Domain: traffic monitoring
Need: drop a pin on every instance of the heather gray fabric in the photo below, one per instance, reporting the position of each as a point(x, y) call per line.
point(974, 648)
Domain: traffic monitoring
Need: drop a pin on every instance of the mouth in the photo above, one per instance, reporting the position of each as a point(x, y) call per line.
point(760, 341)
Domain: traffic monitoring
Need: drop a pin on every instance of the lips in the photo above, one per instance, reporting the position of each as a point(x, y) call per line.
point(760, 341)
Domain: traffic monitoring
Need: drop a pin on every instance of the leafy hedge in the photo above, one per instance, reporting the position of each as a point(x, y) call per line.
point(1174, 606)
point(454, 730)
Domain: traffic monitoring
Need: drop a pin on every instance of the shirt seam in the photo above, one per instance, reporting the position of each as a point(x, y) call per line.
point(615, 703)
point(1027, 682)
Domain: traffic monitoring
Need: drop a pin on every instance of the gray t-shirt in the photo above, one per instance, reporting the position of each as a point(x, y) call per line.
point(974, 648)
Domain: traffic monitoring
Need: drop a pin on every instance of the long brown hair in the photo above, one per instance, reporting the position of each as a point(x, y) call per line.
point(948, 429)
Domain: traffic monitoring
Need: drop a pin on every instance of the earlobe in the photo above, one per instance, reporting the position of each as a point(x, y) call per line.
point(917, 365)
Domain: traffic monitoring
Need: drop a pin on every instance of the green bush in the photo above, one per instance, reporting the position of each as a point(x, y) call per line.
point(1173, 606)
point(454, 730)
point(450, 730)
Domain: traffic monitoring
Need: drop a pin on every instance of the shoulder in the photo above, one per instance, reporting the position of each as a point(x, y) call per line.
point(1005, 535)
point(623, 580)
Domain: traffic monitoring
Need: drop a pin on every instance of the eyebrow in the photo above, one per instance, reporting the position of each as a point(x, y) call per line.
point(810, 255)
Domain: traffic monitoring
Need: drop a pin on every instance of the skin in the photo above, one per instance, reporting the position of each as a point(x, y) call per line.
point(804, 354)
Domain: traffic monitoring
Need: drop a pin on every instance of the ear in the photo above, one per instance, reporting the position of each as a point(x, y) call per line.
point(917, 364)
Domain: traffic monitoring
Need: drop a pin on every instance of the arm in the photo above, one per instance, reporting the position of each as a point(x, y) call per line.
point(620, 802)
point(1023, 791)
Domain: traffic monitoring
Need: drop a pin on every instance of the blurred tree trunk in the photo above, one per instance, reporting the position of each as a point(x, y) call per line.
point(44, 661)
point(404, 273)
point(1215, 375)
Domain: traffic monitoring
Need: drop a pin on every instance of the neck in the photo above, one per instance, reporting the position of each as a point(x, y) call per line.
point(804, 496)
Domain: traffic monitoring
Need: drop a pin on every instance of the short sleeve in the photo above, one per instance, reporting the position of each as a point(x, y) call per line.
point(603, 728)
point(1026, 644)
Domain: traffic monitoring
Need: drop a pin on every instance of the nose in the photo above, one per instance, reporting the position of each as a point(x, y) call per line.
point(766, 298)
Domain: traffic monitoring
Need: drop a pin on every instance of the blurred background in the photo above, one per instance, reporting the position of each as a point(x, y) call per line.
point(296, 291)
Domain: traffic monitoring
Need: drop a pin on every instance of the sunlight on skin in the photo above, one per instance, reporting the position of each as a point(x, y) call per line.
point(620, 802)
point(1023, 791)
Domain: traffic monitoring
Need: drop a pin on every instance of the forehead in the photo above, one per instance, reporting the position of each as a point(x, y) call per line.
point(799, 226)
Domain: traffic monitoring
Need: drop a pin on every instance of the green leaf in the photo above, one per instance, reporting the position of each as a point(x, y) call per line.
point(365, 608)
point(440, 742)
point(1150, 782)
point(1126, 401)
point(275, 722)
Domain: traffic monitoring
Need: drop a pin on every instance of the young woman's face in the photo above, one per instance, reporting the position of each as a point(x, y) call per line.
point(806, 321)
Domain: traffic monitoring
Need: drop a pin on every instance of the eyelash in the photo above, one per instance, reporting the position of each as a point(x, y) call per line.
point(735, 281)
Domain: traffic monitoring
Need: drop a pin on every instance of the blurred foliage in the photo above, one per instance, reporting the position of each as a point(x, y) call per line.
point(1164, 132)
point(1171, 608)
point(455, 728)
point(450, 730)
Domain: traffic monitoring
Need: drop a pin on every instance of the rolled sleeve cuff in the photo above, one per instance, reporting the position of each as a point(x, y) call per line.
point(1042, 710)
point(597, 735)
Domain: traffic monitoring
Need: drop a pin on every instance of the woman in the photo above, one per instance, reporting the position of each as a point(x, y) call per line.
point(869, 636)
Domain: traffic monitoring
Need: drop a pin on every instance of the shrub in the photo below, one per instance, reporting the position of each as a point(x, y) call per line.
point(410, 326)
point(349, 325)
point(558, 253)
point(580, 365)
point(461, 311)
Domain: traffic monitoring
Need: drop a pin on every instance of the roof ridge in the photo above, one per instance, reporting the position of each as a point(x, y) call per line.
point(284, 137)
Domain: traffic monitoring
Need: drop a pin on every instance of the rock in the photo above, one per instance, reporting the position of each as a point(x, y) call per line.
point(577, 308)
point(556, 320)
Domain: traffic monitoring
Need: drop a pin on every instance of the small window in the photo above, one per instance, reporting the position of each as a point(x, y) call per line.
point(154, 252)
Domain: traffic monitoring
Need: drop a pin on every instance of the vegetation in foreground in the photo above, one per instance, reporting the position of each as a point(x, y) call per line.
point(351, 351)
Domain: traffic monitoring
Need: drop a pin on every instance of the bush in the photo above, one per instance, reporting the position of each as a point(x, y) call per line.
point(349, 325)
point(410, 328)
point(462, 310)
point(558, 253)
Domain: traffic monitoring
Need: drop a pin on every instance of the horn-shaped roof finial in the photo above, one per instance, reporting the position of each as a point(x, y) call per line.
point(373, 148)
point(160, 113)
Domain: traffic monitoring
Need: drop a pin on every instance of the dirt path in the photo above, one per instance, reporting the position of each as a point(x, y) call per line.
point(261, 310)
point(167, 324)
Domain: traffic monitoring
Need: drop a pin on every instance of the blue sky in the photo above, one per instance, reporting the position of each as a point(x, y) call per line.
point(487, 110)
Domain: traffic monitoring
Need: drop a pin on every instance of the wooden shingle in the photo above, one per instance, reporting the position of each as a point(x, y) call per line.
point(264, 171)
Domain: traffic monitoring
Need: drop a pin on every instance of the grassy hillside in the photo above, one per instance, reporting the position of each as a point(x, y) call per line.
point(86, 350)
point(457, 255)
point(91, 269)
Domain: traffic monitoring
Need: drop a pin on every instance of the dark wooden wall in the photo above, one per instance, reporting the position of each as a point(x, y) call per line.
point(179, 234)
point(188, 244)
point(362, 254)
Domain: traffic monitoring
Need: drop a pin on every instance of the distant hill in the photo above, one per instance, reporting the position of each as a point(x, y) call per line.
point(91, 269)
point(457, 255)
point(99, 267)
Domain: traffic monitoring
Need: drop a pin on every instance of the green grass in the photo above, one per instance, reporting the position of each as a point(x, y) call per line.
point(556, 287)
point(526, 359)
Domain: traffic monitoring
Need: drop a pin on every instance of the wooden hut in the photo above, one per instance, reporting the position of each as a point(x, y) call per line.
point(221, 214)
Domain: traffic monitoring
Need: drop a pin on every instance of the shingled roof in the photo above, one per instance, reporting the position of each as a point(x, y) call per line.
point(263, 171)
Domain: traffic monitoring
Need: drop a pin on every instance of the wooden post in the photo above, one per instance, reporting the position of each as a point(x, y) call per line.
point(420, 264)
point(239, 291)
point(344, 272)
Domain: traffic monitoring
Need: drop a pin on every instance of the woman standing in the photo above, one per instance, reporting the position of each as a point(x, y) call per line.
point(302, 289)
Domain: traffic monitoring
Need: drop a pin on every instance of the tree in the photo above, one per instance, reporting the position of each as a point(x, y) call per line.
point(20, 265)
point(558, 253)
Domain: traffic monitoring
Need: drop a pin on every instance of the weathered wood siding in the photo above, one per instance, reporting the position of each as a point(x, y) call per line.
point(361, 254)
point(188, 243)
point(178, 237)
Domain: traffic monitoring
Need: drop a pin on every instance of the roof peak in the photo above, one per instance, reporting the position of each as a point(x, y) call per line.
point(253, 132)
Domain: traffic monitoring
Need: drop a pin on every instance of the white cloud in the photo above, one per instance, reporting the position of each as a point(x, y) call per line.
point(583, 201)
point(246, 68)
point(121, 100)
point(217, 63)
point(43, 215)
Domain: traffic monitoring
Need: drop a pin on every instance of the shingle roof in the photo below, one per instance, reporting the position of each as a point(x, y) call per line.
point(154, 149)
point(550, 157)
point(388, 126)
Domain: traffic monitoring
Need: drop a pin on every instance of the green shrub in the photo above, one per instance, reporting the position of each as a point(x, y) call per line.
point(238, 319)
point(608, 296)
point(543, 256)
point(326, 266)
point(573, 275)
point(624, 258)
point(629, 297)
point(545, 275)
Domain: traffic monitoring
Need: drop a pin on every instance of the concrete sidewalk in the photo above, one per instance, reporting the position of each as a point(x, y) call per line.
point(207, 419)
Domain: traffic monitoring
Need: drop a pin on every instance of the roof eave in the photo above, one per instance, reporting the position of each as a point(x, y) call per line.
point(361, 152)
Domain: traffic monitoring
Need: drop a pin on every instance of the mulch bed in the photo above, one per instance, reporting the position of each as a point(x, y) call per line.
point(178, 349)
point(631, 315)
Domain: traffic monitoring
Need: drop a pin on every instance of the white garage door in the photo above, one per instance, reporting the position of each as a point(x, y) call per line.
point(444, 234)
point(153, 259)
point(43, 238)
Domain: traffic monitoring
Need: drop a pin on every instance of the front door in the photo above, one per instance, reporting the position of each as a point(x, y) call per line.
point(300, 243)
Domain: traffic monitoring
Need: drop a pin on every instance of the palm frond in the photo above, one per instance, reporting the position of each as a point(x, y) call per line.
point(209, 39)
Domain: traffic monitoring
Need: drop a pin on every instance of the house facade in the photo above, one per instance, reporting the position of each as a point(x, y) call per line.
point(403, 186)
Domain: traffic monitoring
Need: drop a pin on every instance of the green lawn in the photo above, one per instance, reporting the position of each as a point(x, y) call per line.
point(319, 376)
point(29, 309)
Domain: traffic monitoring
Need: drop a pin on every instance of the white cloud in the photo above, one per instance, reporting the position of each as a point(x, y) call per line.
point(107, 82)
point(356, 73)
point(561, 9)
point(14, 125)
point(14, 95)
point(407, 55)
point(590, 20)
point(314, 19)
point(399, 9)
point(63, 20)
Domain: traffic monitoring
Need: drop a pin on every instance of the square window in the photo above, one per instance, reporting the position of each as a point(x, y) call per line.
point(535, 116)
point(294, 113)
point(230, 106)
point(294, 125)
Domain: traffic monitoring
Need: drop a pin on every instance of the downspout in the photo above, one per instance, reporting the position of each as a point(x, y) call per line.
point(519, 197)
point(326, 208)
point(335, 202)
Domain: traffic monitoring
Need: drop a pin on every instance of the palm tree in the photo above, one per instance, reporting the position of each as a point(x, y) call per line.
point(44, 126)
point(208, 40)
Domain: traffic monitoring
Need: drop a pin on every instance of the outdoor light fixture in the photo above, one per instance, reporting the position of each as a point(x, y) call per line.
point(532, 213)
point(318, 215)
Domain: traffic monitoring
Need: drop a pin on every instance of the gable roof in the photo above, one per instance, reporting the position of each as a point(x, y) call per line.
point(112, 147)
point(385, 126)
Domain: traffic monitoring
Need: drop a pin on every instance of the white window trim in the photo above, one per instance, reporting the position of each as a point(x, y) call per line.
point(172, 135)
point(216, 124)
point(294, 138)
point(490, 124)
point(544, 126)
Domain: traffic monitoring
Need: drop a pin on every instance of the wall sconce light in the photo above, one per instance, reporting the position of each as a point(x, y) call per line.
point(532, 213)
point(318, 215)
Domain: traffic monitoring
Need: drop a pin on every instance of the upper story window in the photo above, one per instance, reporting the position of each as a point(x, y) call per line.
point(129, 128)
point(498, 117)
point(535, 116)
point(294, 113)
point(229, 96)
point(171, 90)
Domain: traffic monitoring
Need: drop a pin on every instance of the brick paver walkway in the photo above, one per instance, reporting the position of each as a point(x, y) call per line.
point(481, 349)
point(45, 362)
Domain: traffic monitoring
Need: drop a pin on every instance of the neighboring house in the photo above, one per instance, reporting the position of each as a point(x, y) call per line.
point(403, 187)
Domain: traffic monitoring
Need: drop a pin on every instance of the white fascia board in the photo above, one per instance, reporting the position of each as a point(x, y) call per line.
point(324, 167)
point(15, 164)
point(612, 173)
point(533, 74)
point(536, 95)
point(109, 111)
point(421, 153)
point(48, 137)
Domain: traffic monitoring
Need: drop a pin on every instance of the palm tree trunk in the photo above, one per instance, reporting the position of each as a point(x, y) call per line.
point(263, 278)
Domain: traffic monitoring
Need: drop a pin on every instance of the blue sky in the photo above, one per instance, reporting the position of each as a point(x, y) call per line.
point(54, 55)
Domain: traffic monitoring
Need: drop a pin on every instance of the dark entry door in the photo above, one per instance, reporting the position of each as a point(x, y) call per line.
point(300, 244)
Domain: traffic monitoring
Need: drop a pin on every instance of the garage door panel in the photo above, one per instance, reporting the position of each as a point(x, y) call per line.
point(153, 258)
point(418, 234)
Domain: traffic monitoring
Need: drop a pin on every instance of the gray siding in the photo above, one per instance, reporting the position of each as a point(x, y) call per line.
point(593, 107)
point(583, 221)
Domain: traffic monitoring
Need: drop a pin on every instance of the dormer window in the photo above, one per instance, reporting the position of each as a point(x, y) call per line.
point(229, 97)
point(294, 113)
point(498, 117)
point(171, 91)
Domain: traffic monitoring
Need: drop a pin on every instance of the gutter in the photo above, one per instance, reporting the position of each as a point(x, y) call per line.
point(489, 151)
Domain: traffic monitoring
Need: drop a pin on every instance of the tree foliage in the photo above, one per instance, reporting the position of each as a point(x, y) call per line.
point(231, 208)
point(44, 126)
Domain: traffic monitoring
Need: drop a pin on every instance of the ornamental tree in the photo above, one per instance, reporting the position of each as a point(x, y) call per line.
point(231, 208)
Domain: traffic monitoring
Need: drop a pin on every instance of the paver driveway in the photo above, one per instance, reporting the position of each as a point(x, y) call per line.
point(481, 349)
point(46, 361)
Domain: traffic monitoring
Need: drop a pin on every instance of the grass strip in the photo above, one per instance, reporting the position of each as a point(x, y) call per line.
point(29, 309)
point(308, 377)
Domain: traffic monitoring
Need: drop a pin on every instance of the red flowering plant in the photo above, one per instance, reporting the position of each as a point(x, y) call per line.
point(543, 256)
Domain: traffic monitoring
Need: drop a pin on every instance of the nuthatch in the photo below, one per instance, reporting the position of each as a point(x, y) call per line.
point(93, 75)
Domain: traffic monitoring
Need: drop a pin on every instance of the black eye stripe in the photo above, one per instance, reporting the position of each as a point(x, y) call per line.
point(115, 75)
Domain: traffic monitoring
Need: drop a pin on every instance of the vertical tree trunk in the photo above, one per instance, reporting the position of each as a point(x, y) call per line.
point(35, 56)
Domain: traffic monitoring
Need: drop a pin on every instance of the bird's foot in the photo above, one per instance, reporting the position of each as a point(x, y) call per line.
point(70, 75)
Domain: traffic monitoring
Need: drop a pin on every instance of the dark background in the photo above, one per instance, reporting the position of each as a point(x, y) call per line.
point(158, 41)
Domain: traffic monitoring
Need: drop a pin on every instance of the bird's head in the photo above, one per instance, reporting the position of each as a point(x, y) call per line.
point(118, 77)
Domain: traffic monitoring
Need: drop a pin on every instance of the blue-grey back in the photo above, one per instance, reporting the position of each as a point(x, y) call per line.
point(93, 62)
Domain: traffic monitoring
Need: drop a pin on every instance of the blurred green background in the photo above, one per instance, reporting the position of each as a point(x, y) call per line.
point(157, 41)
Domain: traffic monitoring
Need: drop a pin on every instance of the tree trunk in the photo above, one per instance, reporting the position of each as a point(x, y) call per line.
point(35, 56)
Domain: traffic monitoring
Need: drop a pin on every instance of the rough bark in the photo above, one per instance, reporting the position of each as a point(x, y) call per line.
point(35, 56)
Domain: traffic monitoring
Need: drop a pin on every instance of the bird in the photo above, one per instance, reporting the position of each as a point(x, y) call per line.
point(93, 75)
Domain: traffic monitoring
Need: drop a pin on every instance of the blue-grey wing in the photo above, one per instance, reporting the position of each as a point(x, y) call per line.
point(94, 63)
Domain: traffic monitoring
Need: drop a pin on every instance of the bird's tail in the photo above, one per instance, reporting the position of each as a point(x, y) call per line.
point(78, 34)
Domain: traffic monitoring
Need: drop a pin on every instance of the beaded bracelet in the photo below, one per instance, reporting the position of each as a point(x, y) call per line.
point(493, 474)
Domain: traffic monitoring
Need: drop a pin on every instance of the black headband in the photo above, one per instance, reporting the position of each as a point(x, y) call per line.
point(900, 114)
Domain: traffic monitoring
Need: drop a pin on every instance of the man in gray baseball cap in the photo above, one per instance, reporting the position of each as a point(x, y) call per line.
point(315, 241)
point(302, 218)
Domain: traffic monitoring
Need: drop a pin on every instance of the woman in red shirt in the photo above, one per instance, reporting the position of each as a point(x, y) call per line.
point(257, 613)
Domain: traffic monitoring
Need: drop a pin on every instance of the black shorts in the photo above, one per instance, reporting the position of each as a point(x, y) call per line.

━━━━━━━━━━

#### Problem description:
Reproduce the stretch from the start of the material through the line containing "point(917, 365)", with "drop a pin on" changed to "place a marker on" and everything else left unchanged.

#### Task result:
Domain: traffic monitoring
Need: place a marker on every instance of the heather gray fabric in the photo below, one per instance, reporting the position of each as a point(x, y) call per line.
point(974, 648)
Domain: traffic monitoring
Need: place a marker on every instance of the mouth in the photo above, one per instance, reporting the position of each as a point(x, y) call per line.
point(760, 341)
Domain: traffic monitoring
Need: place a marker on every instance of the lips in the photo above, one per instance, reporting the position of each as a point(x, y) call per line.
point(760, 341)
Domain: traffic monitoring
Need: place a marker on every instance of the leafy hedge in the photo above, one per instance, reporting the position of each as a point(x, y) call per line.
point(1174, 606)
point(454, 730)
Domain: traffic monitoring
Need: place a marker on every instance of the shirt seam in the photo above, one per instance, reporting the position of each as a point(x, y) call per line.
point(615, 703)
point(1027, 682)
Domain: traffic monitoring
Need: place a marker on every instance of the gray t-shirt in the photo above, one per instance, reporting the position of each as a point(x, y) call per line.
point(974, 648)
Domain: traffic monitoring
Need: place a marker on every instance of the long brown hair in the photo above, one per instance, reporting the position of each as a point(x, y) call per line.
point(948, 429)
Domain: traffic monitoring
Need: place a marker on every instance of the earlobe in the photo above, one per instance, reporting the position of each as a point(x, y) call per line.
point(917, 365)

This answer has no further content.